▸ **WRITTEN REQUEST**
Count the rows below that contain the string "blue", treating uppercase and lowercase as different, and reply with the number alone.

▸ **SUPPLIED DATA**
----------------

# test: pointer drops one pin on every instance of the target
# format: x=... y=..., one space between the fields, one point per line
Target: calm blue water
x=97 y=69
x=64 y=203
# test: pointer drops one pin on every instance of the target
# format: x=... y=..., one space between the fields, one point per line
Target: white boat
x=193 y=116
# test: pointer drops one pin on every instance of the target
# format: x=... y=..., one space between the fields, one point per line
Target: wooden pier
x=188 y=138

----------------

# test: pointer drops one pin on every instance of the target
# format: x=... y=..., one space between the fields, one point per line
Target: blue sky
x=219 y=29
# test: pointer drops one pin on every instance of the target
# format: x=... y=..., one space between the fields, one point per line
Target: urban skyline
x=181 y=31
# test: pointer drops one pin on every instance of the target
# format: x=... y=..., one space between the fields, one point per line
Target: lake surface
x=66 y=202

----------------

▸ **RESULT OF THE TASK**
2